### SELECTED TEXT
UNITED STATES
SECURITIES AND EXCHANGE COMMISSION
Washington, D.C. 20549
 


FORM 8-K



CURRENT REPORT

PURSUANT TO SECTION 13 OR 15(d) OF THE
SECURITIES EXCHANGE ACT OF 1934

Date of Report: September 13, 2016
 


CINCINNATI BELL INC.
(Exact Name of Registrant as Specified in its Charter)



Ohio
001-8519
31-1056105
(State or other jurisdiction
of incorporation)
(Commission
File Number)
(IRS Employer
Identification No.)

221 East Fourth Street
Cincinnati, OH 45202
(Address of Principal Executive Office)

Registrant's telephone number, including area code: (513) 397-9900
 


Check the appropriate box below if the Form 8-K filing is intended to simultaneously satisfy the filing obligation of the registrant under any of the following provisions (see General Instruction A.2. below):

Written communications pursuant to Rule 425 under the Securities Act (17 CFR 230.425)
   
Soliciting material pursuant to Rule 14a-12 under the Exchange Act (17 CFR 240.14a-12)
   
Pre-commencement communications pursuant to Rule 14d-2(b) under the Exchange Act (17 CFR 240.14d-2(b))
   
Pre-commencement communications pursuant to Rule 13e-4(c) under the Exchange Act (17 CFR 240.13e-4(c))



 


Item 8.01 Other Events

On September 13, 2016, Cincinnati Bell Inc. (the “Company”) issued a press release announcing the intention to offer $425 million aggregate principal amount of its senior notes due 2024 (the “Notes”) in a private offering, subject to market and other conditions. The Notes will be guaranteed, jointly and severally, on a senior unsecured basis, by certain of the Company’s existing and future domestic subsidiaries. A copy of the press release is attached hereto as Exhibit 99.1.

(Extracted data entries)
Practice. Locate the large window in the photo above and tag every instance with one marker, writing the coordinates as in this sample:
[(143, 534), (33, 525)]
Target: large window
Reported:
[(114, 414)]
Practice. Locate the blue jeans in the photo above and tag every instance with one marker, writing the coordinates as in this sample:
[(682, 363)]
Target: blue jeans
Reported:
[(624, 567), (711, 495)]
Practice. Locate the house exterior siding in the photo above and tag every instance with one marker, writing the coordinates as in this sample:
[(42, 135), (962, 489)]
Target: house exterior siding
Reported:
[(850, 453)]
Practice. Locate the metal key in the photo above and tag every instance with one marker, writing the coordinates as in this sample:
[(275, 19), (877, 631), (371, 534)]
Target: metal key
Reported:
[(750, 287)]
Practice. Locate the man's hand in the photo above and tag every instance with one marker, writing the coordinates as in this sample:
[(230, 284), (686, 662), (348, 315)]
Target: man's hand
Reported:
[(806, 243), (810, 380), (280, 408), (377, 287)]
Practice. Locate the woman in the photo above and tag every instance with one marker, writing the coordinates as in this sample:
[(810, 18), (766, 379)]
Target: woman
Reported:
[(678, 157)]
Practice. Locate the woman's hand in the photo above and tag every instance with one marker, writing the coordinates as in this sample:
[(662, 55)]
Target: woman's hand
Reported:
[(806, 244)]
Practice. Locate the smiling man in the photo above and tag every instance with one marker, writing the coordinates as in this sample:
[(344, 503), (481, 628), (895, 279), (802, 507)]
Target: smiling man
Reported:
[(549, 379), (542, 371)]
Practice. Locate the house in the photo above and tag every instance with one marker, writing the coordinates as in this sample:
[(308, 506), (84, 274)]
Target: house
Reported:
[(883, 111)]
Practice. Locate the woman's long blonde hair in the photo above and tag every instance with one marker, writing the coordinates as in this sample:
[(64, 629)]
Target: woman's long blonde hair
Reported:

### WRITTEN TASK
According to the Form 8-K filing, what aggregate principal amount of senior notes did the company announce its intention to offer? The rows are separate material and have no connection to the filing.

### EXERCISE OUTPUT
$425 million of senior notes due 2024.